### TASKS
1. Rewrite everything in the Joan Crawford profile from "Joan starred in" down to "of leaving MGM.", using "Metro-Goldwyn-Mayer" wherever "MGM" appears.
2. Extend the Joan Crawford profile by writing the passage that comes after its final sentence.

### EXCERPT
:::

Monday, August 30, 2010

Joan Crawford - Glamorous Hollywood Star and Style Icon

Joan Crawford was one of the biggest stars in Hollywood from the time of her film debut in the silent movies of the 1920s through the 1970s and was well known for both her luminous talent as an actress and iconic style.

She was born as Lucille LeSueur on March 23, 1905 or 1906 in San Antonio, Texas and died on May 10, 1977 in New York City.

"Lucille LeSuer" began her 45 year film career with a six month contract with MGM studios in January 1925. In March of that year, MGM ran a magazine contest to find her a new name - "Joan Crawford" was the winner and her film debut under the Crawford name was in "Old Clothes" with child star Jackie Coogan in November 1925.

Joan went on to appear with the famous male stars of the day, including George K. Arthur, Harry Langdon, Charles Ray, Tim McCoy, John Gilbert, William Haines, and Lon Chaney. Her breakthrough role was in September of 1928 in her portrayal of "Diana" in "Our Dancing Daughters" and Joan became a bona fide star.

With her marvelous voice, Joan easily made the transition to talking pictures in 1929 continuing to star in many films in the early 30s, including Grand Hotel, Letty Lynton, and Rain.

From 1933 through 1936, MGM featured Joan in a series of glossy pictures where she wore stunning Adrian-designed gowns, including Dancing Lady (1933); Sadie McKee (1934); Chained (1934) Forsaking All Others (1934); No More Ladies (1935) and Love on the Run (1936).

Joan was named "Queen of the Movies" by Life Magazine in 1937.

Joan starred in many other movies in the late 1930s before leaving MGM studios in 1943.

Joan signed on with Warner Brothers Studios within a few days of leaving MGM.

:::

### SOURCE MATERIAL
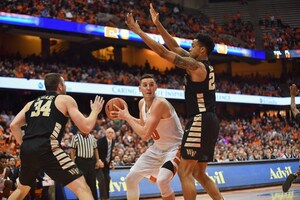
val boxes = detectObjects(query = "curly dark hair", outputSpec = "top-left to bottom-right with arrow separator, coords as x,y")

:::

### RESPONSES IN ORDER
1.
Joan starred in many other movies in the late 1930s before leaving Metro-Goldwyn-Mayer studios in 1943.

Joan signed on with Warner Brothers Studios within a few days of leaving Metro-Goldwyn-Mayer.

2.
In 1945 she was awarded the Academy Award for her starring role in the 1944 film Mildred Pierce. Joan also received (but did not win) an Academy Award nomination for her role in Processed (1947).

Joan continued to star in films throughout the 1940s and early 1950s, including Humoresque (1946); Possessed (1947); Daisy Kenyon (1947); Flamingo Road (1949); The Damned Don't Cry (1950); Harriet Craig (1950); Goodbye, My Fancy (1951); and this Woman is Dangerous (1951) before leaving Warner Brothers in early 1952, often wearing the classic "big shoulder" suits of the era which many people associate with her style.

After leaving Warner Brothers, Joan went on to star in several films, including Sudden Fear (1952) for which she received an another Academy Award nomination (although she didn't win); Torch Song (1953); Johnny Guitar (1954); Female on the Beach (1955); Queen Bee (1955); Autumn Leaves (1956); The Story of Esther Costello (1957); The Best of Everything (1959); and What Ever Happened to Baby Jane (1962).

Joan also appeared on television variety and talk shows and in guest spots on dramatic tv shows over 100 times from 1953 to 1972.

Joan was married and divorced three times, to actor Douglas Fairbanks, Jr (1929); to actor Franchot Tone (1935); and to actor Philip Terry (1942).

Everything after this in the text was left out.